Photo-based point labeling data
— Start —

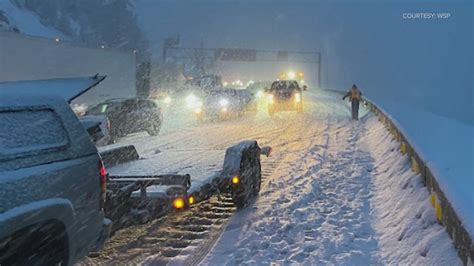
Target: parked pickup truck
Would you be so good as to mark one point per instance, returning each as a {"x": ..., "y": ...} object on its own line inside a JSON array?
[{"x": 52, "y": 179}]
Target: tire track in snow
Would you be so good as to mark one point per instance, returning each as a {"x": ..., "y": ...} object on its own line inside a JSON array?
[{"x": 315, "y": 211}]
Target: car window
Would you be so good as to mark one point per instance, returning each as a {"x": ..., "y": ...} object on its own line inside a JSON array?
[
  {"x": 25, "y": 132},
  {"x": 146, "y": 104}
]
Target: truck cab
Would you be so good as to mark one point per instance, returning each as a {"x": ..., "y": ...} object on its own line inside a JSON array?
[{"x": 285, "y": 95}]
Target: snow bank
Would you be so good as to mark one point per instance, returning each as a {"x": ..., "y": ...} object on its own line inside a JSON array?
[
  {"x": 447, "y": 147},
  {"x": 404, "y": 220}
]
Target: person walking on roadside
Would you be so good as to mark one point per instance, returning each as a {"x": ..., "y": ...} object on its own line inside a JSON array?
[{"x": 355, "y": 96}]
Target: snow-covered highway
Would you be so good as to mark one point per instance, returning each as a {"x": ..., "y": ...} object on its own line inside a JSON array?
[{"x": 335, "y": 191}]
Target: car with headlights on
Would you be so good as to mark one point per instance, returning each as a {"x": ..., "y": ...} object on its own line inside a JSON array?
[
  {"x": 285, "y": 95},
  {"x": 225, "y": 103},
  {"x": 129, "y": 116},
  {"x": 257, "y": 89}
]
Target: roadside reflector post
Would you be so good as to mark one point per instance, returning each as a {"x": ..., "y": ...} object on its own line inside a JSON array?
[
  {"x": 178, "y": 203},
  {"x": 235, "y": 180},
  {"x": 191, "y": 200},
  {"x": 433, "y": 199},
  {"x": 439, "y": 213},
  {"x": 403, "y": 148}
]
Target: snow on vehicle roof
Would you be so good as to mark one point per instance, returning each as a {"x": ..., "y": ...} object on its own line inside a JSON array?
[{"x": 66, "y": 88}]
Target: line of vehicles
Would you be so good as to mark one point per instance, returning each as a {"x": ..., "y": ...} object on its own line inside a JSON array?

— End —

**Do this:**
Please revise the rows above by changing every "Target" to "Object", leaving everything else unchanged. Leave the pictures out of your answer.

**Solution to the exercise:**
Object: parked pickup truck
Would you be so good as to mark one point per instance, returning each as a {"x": ..., "y": ...} object on its own line inside a JSON array?
[{"x": 52, "y": 179}]
Object: tire track in snow
Would you be so good as to mark one point per instance, returning each as a {"x": ..., "y": ...} object on its own line inside a JSON array?
[{"x": 315, "y": 211}]
Object: car window
Would you be so good as to mark one point per instance, returning each as a {"x": ..., "y": ...} object on its own line inside a JSON array?
[
  {"x": 25, "y": 132},
  {"x": 146, "y": 104}
]
Object: truck cab
Would you be so good as to mark one point per instance, returning each as a {"x": ..., "y": ...} object on its own line inside a JSON array?
[{"x": 285, "y": 95}]
Object: snow bank
Would you be so good as to mark one point per instance, returning each as a {"x": ..., "y": ...} object on its own line inside a JSON array?
[
  {"x": 447, "y": 147},
  {"x": 404, "y": 220}
]
Object: person walking on roadside
Would you be so good as to mark one point per instance, returning each as a {"x": ..., "y": ...} object on its own line inside a JSON array?
[{"x": 355, "y": 96}]
Object: snow-covered highway
Would you be so good as to mark one point per instance, returning each as a {"x": ..., "y": ...} object on its own line inside a JSON array?
[{"x": 335, "y": 191}]
Object: car with headlights on
Would you be so good as to mark one point per instance, returning each as a {"x": ..., "y": ...} object on its own line inside a JSON array?
[
  {"x": 285, "y": 95},
  {"x": 225, "y": 103},
  {"x": 129, "y": 116},
  {"x": 257, "y": 89}
]
Object: roadside reflector post
Would you be so good as to mark one point per instance, returning each as a {"x": ..., "y": ...} object on its own line inside a JSON array?
[
  {"x": 178, "y": 203},
  {"x": 235, "y": 180},
  {"x": 191, "y": 200},
  {"x": 433, "y": 199},
  {"x": 439, "y": 213},
  {"x": 403, "y": 148}
]
Object: snow on vehicle roof
Would you be so good as to mark one point per instance, returning each as a {"x": ..., "y": ...} object on its own line inside a JSON array?
[{"x": 66, "y": 88}]
Object: line of vehicles
Would you be so good as to mark one point per instance, returning each as a {"x": ..., "y": ...} object on its own line inside a JSON array?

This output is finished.